## Text passage:
§

You mean the year of your fork or the manual? If its manual i cant help you much cause i have no clue also. LOL. Sometimes the info they supplied seems the same throughout every year.


----------



## Ray Lee (Aug 17, 2007)

I no longer know what year my fork is, after reading the manual I am confused again.

My fork is the one with an air valve on the top of each side, and Marzocchi emailed me the 0-15 psi specs. (FYI even half a PSI makes a huge difference, also I had to buy a low pressure pump as my rear shock pump would not register that low of pressure)

I just played around with my fork, if I tighten the rebound down all the way till its fairly snug it would feel stuck if I didnt know I just did it and what way I needed to turn to get it loose again. When yo get it loose you dont have to spin the knob far at all, a tiny little turn makes a big difference.



AScott_user said:


> You mean the year of your fork or the manual? If its manual i cant help you much cause i have no clue also. LOL. Sometimes the info they supplied seems the same throughout every year.


----------



## AScott_user (Sep 25, 2008)

Ray Lee said:


> I no longer know what year my fork is, after reading the manual I am confused again.
> 
> My fork is the one with an air valve on the top of each side, and Marzocchi emailed me the 0-15 psi specs. (FYI even half a PSI makes a huge difference, also I had to buy a low pressure pump as my rear shock pump would not register that low of pressure)
> 
> I just played around with my fork, if I tighten the rebound down all the way till its fairly snug it would feel stuck if I didnt know I just did it and what way I needed to turn to get it loose again. When yo get it loose you dont have to spin the knob far at all, a tiny little turn makes a big difference.


Thats easy. Search for some serial numbers on your fork's crown. Look at the first 2 numbers. If lets say your fork serial number starts with T07xxxx, your fork is manufactured in 2007 and most likely would be a 2008 fork. My fork is of this case. I might be wrong tho. But the T07 CORRECTLY indicates which year your fork is manufactured.


----------



## honourablegeorge (May 2, 2006)

Ray Lee said:


> I am a big guy and run mine with about 4psi. If mine is the norm that seems pretty stiff... at 220 I am used to bottoming out the suspension of a curb on most stock bikes
> 
> My friend bought a used one on Ebay "just serviced at my LBS" he is lighter maybe 160-175 or so?? anyway we swapped to a medium yellow spring and a good lighter weight fork oil also his had to much oil in it to begin with (we couldn't bottom it out with all our might combined)

§

## Written problem A:
Edit the part of the forum thread that opens with the words containing "## honourablegeorge (May" and closes with "our might combined)", putting "suspension oil" in place of "fork oil".
## Written problem B:
In the forum thread, what psi range did Marzocchi email to Ray Lee?
These lines come from a separate source, not from the forum thread.

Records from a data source
§

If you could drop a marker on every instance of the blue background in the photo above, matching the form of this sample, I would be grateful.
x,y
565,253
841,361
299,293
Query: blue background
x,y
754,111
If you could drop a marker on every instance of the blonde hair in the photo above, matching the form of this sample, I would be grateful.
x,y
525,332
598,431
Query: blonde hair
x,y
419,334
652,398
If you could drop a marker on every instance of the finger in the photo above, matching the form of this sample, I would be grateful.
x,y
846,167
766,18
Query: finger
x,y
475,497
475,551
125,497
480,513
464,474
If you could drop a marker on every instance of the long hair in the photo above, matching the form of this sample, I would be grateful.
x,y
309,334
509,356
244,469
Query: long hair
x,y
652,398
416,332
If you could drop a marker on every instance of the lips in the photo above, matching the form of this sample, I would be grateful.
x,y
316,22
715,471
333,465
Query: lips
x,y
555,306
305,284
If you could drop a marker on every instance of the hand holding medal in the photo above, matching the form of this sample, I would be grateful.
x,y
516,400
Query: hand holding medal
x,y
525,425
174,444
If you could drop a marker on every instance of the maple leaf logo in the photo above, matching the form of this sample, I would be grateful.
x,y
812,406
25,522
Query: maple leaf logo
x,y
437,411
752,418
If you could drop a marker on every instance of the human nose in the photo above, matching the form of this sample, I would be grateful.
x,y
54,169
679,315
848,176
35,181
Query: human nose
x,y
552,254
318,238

§

## Answer A:
## honourablegeorge (May 2, 2006)

Ray Lee said:


> I am a big guy and run mine with about 4psi. If mine is the norm that seems pretty stiff... at 220 I am used to bottoming out the suspension of a curb on most stock bikes
> 
> My friend bought a used one on Ebay "just serviced at my LBS" he is lighter maybe 160-175 or so?? anyway we swapped to a medium yellow spring and a good lighter weight suspension oil also his had to much oil in it to begin with (we couldn't bottom it out with all our might combined)

## Answer B:
0-15 psi